TEXT PASSAGE
=== Section Start ===

Another story about Jessica

“You’re being a pain in the ask,” Jessica tells me, and for a horrified moment, I think I’m going to burst into laughter.  That’s not exactly how the phrase goes, of course, and there’s something extremely amusing about my daughter’s serious face as she says it.  She’s resisting bedtime, a thing she doesn’t do very often, but when she does, she really means it.

 

Even so, I don’t think she realizes how rude the statement is, and it’s up to me to enlighten her.  The main problem with the lecture I’m about to embark upon is that she learned the phrase from me. I swear like a drunken sailor, even on a good day, and thirteen years of mothering hasn’t cleaned up my mouth yet.

           

“Honey,” I tell Jessica, “that’s not a very polite thing to say.”

 

“Oh,” she says.  “Is it like ‘shut up’?”

 

“Exactly,” I say.  “Let’s find another way to say what you mean.”

 

“Okay,” she agrees and ponders for a moment.  Then she says, “Mom, you’re being a jackass.”

 

I clear my throat. No, this is not one of those situations where you can ask, in righteous indignation, “Where did you learn that!?” I know exactly where she learned that.

 

I look at my feet, trying to figure out a reasonable way of teaching the lesson all parents must eventually teach: Do as I say, not as I do.  I have bright purple toenails and a toe ring with blue beads and suddenly I realize that all that’s missing is the tattoo on the small of my back and the cigarette dangling from the corner of my mouth and I’ll be one of Those Mothers.

 

Maybe I already am.  I gave up housekeeping years ago, along with religion and regular exercise. I have never appeared at a PTA meeting, and I think a slice of berry pie makes an excellent breakfast.  So I’m afraid I’m not going to win any mother of the year contests, since these appear to be based on serving healthful whole grains to one’s offspring, keeping sensitive ears free from foul language, and dousing the home environment in anti-bacterial soap on a daily basis.

=== Section End ===

INFORMATION GIVEN
=== Section Start ===

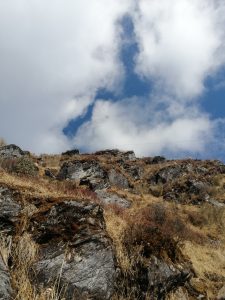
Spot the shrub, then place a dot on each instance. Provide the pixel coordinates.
(158, 230)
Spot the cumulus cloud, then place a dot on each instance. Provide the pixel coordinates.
(124, 125)
(54, 56)
(181, 43)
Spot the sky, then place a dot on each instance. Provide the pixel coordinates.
(146, 75)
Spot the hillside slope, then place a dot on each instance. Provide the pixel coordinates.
(109, 225)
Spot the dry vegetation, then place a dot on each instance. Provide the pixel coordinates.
(150, 226)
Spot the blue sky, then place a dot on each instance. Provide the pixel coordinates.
(145, 75)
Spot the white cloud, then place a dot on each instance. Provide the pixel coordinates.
(125, 125)
(54, 55)
(181, 42)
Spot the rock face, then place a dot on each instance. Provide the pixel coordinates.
(134, 171)
(11, 151)
(154, 160)
(75, 250)
(187, 182)
(163, 278)
(110, 198)
(89, 173)
(92, 174)
(71, 152)
(118, 179)
(9, 211)
(5, 286)
(127, 155)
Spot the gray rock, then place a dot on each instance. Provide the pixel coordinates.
(11, 151)
(75, 250)
(110, 198)
(154, 160)
(71, 152)
(129, 155)
(134, 171)
(9, 210)
(126, 155)
(5, 286)
(118, 179)
(49, 173)
(89, 173)
(164, 278)
(166, 174)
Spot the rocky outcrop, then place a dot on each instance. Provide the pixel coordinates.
(71, 152)
(187, 182)
(5, 286)
(87, 172)
(11, 151)
(164, 278)
(118, 179)
(108, 198)
(9, 210)
(154, 160)
(92, 174)
(75, 250)
(134, 171)
(126, 155)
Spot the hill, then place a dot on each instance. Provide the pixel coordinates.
(109, 225)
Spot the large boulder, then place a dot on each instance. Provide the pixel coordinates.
(134, 171)
(11, 151)
(125, 155)
(163, 277)
(71, 152)
(118, 179)
(5, 286)
(9, 210)
(109, 198)
(75, 250)
(87, 172)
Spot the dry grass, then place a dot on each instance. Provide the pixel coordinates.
(5, 247)
(2, 142)
(209, 264)
(24, 251)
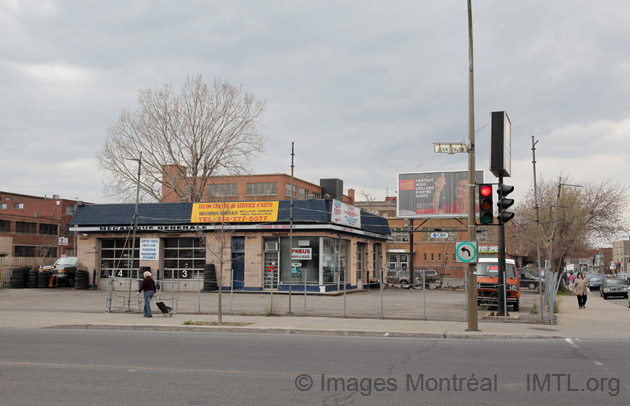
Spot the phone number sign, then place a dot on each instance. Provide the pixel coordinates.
(234, 212)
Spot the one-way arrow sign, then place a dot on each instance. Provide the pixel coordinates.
(466, 252)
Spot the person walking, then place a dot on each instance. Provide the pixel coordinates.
(581, 290)
(148, 286)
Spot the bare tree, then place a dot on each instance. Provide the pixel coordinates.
(185, 138)
(588, 215)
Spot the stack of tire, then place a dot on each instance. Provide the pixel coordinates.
(42, 279)
(82, 279)
(209, 278)
(19, 276)
(32, 279)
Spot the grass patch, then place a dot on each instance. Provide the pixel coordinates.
(214, 323)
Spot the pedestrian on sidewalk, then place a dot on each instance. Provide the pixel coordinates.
(581, 290)
(148, 286)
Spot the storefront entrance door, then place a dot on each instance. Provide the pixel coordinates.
(238, 262)
(238, 271)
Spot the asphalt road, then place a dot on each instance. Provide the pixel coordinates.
(79, 367)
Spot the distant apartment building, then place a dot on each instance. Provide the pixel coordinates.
(258, 187)
(34, 226)
(620, 256)
(432, 241)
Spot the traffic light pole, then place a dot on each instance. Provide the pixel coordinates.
(501, 307)
(471, 277)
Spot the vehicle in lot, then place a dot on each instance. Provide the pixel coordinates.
(529, 281)
(64, 268)
(613, 287)
(488, 282)
(401, 277)
(430, 276)
(594, 280)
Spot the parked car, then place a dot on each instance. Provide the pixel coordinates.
(64, 268)
(613, 287)
(430, 276)
(529, 281)
(594, 280)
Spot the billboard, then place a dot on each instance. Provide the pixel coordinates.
(434, 194)
(345, 214)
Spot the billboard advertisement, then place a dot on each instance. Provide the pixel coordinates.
(434, 194)
(345, 214)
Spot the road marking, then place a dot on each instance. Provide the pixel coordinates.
(135, 369)
(598, 363)
(570, 341)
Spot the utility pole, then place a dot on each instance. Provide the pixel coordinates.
(540, 284)
(471, 277)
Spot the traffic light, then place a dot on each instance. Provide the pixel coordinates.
(486, 216)
(504, 216)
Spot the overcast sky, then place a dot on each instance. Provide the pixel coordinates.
(363, 88)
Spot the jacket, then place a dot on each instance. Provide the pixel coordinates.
(581, 287)
(148, 284)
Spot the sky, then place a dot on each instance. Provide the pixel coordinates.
(363, 88)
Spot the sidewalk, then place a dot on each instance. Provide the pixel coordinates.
(601, 319)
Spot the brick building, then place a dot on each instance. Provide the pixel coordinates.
(250, 239)
(433, 240)
(36, 227)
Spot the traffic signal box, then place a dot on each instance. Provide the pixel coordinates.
(503, 191)
(486, 207)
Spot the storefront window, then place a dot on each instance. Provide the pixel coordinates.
(334, 260)
(115, 257)
(306, 263)
(184, 258)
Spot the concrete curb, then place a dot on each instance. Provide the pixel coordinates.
(322, 332)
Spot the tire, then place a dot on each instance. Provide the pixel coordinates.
(516, 306)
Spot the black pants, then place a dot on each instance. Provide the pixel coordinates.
(581, 300)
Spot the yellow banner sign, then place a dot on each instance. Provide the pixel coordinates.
(234, 212)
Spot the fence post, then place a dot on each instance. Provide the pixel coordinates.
(381, 288)
(305, 273)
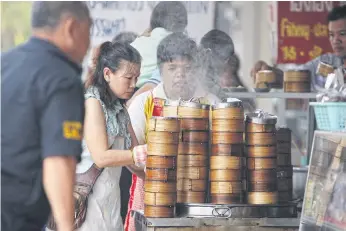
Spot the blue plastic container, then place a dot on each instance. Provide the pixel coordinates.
(330, 116)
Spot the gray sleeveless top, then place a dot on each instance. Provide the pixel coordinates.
(117, 121)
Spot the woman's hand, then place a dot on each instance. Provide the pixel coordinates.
(140, 155)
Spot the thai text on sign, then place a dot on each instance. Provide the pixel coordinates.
(302, 30)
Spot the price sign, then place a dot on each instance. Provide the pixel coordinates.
(302, 30)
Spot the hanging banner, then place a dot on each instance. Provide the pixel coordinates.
(302, 30)
(113, 17)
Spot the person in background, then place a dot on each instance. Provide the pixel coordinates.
(125, 37)
(167, 17)
(42, 113)
(219, 65)
(109, 141)
(126, 175)
(337, 37)
(176, 57)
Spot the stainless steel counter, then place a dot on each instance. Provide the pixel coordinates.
(211, 224)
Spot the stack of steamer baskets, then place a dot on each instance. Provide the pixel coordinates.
(160, 192)
(261, 158)
(285, 168)
(226, 161)
(192, 173)
(297, 81)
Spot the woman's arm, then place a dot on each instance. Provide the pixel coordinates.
(95, 135)
(133, 168)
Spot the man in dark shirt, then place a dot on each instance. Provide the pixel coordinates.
(337, 37)
(42, 112)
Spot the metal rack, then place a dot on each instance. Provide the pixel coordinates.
(283, 113)
(236, 224)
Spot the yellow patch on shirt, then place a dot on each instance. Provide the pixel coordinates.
(72, 130)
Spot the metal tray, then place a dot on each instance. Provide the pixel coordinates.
(237, 210)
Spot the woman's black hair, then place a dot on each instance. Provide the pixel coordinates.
(125, 37)
(174, 46)
(338, 12)
(111, 55)
(171, 16)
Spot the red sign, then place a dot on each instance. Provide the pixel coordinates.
(158, 106)
(302, 30)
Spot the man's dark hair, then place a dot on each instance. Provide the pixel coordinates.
(171, 16)
(337, 13)
(219, 43)
(125, 37)
(176, 46)
(48, 14)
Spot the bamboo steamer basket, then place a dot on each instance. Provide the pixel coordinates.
(267, 175)
(260, 117)
(262, 186)
(230, 108)
(190, 197)
(226, 162)
(227, 175)
(159, 211)
(155, 149)
(160, 199)
(283, 135)
(187, 148)
(160, 186)
(284, 159)
(194, 124)
(192, 185)
(163, 137)
(195, 136)
(227, 125)
(297, 76)
(297, 87)
(168, 162)
(227, 138)
(285, 196)
(227, 149)
(285, 171)
(260, 139)
(283, 148)
(161, 174)
(236, 198)
(265, 76)
(262, 198)
(261, 163)
(164, 124)
(229, 187)
(253, 128)
(183, 109)
(193, 173)
(192, 160)
(324, 69)
(261, 151)
(285, 184)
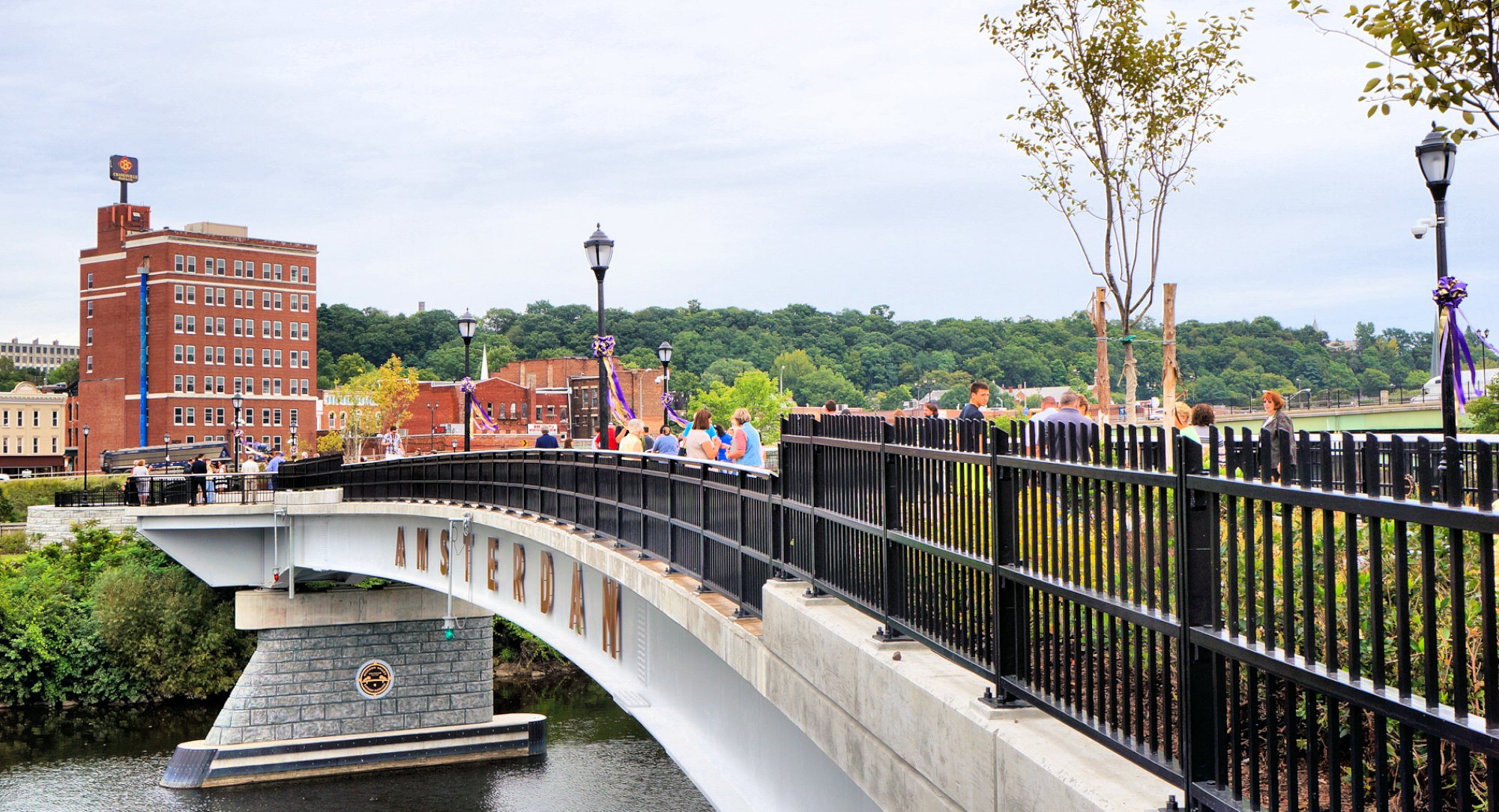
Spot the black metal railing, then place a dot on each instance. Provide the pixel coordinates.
(176, 489)
(1326, 642)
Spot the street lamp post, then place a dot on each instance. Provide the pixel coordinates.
(432, 426)
(1438, 158)
(239, 404)
(467, 324)
(600, 251)
(665, 354)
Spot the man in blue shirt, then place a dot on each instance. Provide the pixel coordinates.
(978, 401)
(274, 467)
(1071, 422)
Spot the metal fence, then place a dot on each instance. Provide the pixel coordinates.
(176, 489)
(1323, 643)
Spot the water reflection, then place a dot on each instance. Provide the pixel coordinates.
(600, 760)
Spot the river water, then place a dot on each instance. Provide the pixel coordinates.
(110, 759)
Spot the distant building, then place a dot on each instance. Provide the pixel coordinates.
(37, 354)
(34, 429)
(223, 314)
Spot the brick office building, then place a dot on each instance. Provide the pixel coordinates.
(224, 314)
(579, 377)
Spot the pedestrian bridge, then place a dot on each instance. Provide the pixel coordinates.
(938, 615)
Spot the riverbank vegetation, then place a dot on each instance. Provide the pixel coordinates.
(109, 618)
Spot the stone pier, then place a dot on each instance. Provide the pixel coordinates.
(341, 676)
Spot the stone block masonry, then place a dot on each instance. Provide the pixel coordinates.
(56, 525)
(304, 679)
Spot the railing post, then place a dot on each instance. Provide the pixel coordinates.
(1197, 606)
(740, 546)
(894, 575)
(1010, 615)
(671, 515)
(816, 495)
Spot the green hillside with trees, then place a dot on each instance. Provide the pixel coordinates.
(875, 359)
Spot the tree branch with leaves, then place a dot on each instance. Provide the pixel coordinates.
(1441, 55)
(1113, 121)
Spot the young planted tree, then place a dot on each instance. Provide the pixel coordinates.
(1441, 55)
(1113, 121)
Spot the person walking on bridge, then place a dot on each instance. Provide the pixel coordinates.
(978, 402)
(1073, 431)
(746, 449)
(197, 480)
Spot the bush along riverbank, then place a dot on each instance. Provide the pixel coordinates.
(109, 618)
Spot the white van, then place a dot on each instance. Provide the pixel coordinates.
(1432, 392)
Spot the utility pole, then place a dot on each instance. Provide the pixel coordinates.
(1168, 359)
(1101, 375)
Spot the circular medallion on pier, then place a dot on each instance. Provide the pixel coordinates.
(375, 679)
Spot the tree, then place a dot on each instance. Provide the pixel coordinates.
(725, 371)
(753, 390)
(894, 399)
(1441, 55)
(1113, 124)
(377, 399)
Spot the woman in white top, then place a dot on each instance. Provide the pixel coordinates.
(699, 444)
(143, 485)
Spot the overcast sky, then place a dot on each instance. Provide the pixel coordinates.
(843, 155)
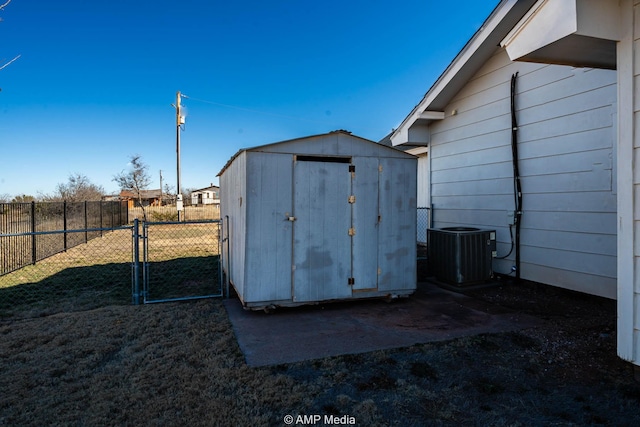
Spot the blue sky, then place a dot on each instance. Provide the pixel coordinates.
(96, 80)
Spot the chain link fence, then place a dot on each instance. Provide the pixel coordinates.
(170, 213)
(423, 222)
(89, 275)
(140, 263)
(31, 232)
(181, 261)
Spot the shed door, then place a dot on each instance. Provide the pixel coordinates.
(321, 241)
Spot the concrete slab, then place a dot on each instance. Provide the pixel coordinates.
(311, 332)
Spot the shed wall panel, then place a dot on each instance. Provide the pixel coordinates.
(365, 223)
(269, 232)
(233, 193)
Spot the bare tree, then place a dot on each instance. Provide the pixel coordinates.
(135, 179)
(78, 189)
(2, 6)
(24, 198)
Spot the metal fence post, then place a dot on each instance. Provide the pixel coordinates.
(136, 262)
(33, 231)
(86, 223)
(64, 223)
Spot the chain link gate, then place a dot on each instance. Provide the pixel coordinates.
(181, 261)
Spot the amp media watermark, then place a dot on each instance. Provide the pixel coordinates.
(315, 419)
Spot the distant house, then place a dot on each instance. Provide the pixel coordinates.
(148, 197)
(206, 196)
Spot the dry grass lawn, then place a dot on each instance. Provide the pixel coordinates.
(179, 364)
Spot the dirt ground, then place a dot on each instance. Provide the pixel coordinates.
(179, 364)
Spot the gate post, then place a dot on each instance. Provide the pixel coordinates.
(136, 262)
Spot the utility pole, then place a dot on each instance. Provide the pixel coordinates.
(179, 122)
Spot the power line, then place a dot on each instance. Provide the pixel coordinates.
(253, 111)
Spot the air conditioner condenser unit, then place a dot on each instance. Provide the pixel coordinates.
(461, 256)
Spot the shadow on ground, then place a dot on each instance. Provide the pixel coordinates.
(312, 332)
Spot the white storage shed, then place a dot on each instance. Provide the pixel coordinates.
(321, 218)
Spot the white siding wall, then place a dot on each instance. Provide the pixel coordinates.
(628, 58)
(566, 137)
(233, 194)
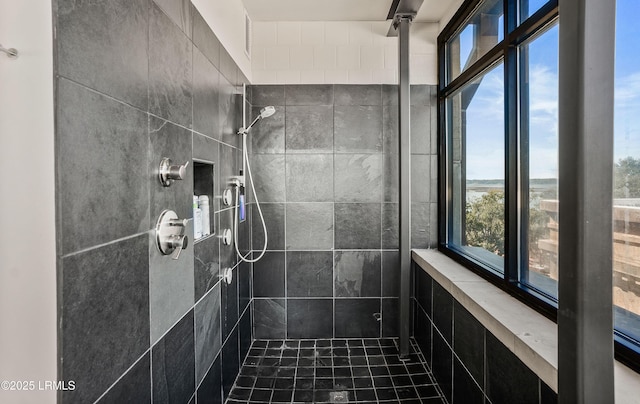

=== Section End ===

EXERCISE PROMPT
Continue the story about Jessica, starting after its last paragraph.

ANSWER SPACE
 

I remind myself that there’s more than one way to be a good mother.  And I like the mother I am, the person I am, even though I do have a foul mouth.  If Jessica grows up separating housekeeping from mothering, I’ve got no complaints.  If she grows up and remembers that mom loved her more than life itself, I’m pretty sure the fact that I never helped out at the bake sale won’t affect her self esteem too much.

 

“Well,” I say, giving up on the lesson because I figure I ought to save being a hypocrite for an occasion when I really need it, “I’ll try to do better.”

 

I hustle her off to bed and tuck her in, a ritual I’m pretty sure she has no intention of outgrowing, and I say “Goodnight, sweet girl,” the way I have for all the years of her life and she hugs me and kisses me on both cheeks, like a European, and says, “I love you, beautiful mama,” just the way she always has since she learned to talk, and I know that for all my sins, I must be doing something right.  Even if sometimes I am a pain in the ask.